§ Problem requirements
Update the data from its first line through the line with "column 1101, row 60" by replacing "small green plant" with "small green shrub", leaving everything else unchanged.

§ Records for this exercise
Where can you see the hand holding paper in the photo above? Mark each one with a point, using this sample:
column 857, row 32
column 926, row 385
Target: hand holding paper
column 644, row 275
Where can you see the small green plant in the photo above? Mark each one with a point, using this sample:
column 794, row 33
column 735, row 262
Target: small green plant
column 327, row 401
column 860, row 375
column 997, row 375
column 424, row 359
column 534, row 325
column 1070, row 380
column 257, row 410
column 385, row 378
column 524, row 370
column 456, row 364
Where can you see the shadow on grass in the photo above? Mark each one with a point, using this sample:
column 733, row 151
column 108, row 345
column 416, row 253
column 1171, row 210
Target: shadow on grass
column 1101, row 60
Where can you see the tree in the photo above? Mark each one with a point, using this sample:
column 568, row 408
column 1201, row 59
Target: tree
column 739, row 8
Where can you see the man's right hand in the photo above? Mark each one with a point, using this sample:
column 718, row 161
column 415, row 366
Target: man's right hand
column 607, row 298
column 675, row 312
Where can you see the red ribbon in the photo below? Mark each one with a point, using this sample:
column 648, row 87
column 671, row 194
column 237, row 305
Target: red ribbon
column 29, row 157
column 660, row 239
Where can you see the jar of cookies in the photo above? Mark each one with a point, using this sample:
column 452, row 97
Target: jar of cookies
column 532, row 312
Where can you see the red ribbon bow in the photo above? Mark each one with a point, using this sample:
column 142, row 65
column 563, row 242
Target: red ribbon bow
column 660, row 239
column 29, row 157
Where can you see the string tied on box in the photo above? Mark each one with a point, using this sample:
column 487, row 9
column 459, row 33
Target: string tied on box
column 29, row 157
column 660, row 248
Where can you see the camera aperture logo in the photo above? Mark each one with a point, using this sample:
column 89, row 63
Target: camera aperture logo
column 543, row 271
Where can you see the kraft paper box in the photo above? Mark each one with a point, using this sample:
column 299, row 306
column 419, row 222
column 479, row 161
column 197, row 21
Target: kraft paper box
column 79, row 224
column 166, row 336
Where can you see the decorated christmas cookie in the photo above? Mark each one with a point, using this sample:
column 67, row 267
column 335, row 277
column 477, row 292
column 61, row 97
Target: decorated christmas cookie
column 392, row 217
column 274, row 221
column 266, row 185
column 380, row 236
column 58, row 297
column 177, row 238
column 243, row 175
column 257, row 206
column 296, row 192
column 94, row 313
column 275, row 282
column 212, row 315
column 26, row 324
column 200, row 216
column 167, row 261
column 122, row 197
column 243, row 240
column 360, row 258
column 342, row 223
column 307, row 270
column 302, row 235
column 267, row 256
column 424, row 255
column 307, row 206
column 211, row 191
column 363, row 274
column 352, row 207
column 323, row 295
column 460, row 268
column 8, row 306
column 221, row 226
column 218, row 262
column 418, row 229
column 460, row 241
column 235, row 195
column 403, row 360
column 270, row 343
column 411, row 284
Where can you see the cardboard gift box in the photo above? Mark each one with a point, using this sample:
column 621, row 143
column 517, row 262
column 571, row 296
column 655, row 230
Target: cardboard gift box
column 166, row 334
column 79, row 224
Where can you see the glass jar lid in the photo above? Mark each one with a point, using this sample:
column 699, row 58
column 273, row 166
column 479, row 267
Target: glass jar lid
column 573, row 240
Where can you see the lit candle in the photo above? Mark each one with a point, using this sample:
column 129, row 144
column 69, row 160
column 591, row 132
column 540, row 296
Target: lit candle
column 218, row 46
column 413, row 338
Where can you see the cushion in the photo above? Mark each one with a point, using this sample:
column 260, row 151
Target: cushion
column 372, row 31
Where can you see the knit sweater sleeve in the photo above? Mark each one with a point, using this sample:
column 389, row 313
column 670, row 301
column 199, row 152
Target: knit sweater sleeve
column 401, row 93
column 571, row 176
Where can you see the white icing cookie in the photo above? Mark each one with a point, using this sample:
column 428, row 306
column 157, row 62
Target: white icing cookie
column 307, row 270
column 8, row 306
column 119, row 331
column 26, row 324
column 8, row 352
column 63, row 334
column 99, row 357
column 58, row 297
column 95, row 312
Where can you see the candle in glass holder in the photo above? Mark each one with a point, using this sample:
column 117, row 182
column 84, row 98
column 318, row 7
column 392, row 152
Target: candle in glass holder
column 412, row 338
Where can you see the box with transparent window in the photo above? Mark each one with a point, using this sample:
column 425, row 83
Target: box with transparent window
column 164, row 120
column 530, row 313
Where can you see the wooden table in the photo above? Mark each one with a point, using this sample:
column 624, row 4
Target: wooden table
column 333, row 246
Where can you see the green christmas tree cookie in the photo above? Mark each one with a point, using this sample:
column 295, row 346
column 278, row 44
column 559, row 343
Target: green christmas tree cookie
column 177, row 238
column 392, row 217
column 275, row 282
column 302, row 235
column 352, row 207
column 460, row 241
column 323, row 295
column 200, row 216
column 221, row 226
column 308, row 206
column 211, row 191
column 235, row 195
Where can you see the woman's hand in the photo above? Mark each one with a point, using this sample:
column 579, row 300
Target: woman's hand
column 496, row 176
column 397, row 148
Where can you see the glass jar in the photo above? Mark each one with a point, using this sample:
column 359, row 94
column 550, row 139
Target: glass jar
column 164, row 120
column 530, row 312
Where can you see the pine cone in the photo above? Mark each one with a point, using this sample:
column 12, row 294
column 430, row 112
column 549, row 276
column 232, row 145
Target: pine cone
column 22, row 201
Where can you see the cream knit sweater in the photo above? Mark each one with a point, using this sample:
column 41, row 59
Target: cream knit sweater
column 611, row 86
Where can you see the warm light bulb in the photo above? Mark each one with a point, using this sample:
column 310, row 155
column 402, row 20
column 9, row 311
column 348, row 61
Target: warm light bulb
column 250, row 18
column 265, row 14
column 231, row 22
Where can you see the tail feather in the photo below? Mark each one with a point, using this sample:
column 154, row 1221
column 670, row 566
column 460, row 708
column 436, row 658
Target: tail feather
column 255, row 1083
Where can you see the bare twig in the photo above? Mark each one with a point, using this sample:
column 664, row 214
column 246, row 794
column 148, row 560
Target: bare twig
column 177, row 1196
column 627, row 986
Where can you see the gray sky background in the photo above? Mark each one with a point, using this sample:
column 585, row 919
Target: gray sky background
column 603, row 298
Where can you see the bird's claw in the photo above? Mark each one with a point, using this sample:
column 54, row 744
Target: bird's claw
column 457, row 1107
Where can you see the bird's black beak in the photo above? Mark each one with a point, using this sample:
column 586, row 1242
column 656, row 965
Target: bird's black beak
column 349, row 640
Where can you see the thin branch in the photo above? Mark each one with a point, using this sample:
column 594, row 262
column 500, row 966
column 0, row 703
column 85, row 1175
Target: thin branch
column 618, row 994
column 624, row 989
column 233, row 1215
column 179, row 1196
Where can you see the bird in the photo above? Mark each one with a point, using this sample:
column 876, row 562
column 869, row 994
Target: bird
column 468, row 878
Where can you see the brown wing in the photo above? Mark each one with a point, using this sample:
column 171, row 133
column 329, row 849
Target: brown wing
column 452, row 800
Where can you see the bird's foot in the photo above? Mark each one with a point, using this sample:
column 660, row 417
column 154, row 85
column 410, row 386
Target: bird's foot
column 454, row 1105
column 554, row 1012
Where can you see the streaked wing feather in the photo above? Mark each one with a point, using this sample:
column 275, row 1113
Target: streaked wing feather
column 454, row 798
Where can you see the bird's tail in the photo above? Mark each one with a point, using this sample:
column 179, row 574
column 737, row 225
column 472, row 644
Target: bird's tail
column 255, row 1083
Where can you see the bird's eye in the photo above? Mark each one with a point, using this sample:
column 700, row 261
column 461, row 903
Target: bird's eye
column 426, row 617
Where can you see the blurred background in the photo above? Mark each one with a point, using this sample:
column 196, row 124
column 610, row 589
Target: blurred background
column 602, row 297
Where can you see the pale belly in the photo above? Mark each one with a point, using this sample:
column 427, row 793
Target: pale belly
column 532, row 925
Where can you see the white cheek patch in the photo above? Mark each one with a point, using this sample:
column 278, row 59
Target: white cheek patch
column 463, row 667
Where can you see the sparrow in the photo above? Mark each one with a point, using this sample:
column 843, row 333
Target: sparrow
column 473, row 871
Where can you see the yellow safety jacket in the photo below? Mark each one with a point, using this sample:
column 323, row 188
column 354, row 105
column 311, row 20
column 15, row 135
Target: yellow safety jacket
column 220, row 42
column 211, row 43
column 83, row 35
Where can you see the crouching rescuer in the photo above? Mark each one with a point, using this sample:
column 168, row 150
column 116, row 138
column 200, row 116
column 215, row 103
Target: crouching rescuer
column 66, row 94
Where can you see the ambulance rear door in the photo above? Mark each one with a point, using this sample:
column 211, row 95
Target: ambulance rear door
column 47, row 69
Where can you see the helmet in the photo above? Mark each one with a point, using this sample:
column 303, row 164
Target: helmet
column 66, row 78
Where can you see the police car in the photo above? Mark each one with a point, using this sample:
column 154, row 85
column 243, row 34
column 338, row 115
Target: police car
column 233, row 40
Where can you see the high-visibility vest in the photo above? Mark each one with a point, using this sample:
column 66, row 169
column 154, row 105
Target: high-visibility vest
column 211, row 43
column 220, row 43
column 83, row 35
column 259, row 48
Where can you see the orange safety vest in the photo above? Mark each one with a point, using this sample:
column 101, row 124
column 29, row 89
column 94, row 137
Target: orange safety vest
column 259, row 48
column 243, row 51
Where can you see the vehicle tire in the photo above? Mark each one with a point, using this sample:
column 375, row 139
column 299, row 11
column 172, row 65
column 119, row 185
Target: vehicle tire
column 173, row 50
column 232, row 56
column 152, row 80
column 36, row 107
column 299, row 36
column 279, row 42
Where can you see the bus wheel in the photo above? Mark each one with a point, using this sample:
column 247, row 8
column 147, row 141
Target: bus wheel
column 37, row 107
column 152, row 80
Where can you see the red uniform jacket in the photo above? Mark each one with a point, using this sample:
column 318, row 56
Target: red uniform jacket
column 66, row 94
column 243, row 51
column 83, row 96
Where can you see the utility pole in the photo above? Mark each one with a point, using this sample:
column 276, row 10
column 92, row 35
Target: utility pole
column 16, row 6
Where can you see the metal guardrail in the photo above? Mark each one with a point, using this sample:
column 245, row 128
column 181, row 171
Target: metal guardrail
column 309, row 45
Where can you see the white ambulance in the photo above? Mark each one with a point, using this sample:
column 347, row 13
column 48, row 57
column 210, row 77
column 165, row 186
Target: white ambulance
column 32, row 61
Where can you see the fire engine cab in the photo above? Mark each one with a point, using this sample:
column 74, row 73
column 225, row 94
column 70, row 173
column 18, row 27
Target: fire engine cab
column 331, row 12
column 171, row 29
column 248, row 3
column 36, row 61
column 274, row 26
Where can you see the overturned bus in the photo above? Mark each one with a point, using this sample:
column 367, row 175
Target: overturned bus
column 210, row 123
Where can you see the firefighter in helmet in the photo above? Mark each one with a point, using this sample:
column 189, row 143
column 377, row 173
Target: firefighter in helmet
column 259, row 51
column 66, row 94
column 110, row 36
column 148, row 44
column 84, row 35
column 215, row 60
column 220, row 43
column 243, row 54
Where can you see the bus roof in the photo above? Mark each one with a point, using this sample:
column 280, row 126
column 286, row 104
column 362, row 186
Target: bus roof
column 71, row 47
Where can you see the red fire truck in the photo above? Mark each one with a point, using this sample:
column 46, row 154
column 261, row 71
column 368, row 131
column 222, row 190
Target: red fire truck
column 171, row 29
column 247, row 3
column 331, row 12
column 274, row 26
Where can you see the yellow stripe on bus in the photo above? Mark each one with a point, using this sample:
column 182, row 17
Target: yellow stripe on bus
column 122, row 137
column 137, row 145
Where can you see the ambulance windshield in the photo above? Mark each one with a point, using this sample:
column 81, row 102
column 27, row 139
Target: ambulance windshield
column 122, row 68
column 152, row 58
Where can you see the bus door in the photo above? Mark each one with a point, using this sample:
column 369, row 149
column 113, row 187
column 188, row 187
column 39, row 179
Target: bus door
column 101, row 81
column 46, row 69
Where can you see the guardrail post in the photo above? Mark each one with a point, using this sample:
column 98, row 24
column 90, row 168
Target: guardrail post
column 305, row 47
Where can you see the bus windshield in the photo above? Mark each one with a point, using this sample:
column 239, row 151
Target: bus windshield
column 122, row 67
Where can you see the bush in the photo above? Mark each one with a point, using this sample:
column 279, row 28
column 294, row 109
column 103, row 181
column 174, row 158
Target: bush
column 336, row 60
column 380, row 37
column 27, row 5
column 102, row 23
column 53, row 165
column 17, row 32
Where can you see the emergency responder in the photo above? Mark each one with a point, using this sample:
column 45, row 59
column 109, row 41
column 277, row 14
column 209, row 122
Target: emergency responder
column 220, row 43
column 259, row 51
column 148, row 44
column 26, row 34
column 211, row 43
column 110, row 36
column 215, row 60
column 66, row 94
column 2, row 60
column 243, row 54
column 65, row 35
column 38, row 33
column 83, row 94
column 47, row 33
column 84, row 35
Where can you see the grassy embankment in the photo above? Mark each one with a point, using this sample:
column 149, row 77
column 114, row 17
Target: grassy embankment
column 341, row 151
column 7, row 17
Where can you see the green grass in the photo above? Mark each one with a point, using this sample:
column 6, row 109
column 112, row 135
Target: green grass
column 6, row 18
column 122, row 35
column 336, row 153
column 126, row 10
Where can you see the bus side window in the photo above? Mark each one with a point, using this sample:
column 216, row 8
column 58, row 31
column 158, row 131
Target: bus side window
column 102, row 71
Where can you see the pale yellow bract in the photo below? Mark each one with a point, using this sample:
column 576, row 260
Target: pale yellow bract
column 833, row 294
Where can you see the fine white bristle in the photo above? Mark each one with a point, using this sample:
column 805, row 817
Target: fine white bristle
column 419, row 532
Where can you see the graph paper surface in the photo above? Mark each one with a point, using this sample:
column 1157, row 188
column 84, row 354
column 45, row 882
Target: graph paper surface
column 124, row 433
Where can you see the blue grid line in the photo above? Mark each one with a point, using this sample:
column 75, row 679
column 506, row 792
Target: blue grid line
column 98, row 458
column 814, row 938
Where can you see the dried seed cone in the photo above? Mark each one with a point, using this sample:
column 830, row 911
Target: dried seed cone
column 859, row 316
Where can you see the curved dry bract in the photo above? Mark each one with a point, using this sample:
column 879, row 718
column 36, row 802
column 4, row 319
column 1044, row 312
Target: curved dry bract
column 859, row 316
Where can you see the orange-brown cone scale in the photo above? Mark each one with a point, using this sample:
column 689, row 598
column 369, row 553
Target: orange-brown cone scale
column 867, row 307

§ Output
Where can you see the hand holding paper in the photo above? Mark each one with a point, using this sample:
column 857, row 32
column 926, row 385
Target: hand holding paper
column 644, row 275
Where can you see the small green shrub in the photo above? Mark each one with a point, using this sample:
column 794, row 33
column 735, row 262
Target: small green shrub
column 327, row 401
column 860, row 375
column 997, row 375
column 424, row 359
column 534, row 325
column 1070, row 380
column 257, row 410
column 385, row 378
column 524, row 370
column 456, row 364
Where can you see the shadow on grass in the photo above? Mark each one with a point, using this sample:
column 733, row 151
column 108, row 345
column 416, row 253
column 1171, row 210
Target: shadow on grass
column 1101, row 60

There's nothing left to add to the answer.